**INSTRUCTIONS FOR THE TASK:** Line by line, copy all of the data exactly.

SUPPLIED ENTRIES: Begin

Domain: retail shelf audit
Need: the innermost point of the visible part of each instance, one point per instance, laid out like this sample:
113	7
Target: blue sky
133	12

SUPPLIED ENTRIES: End

**ANSWER TO THE EXERCISE:**
Domain: retail shelf audit
Need: the innermost point of the visible part of each instance, one point per instance, laid out like this sample:
113	7
Target: blue sky
133	12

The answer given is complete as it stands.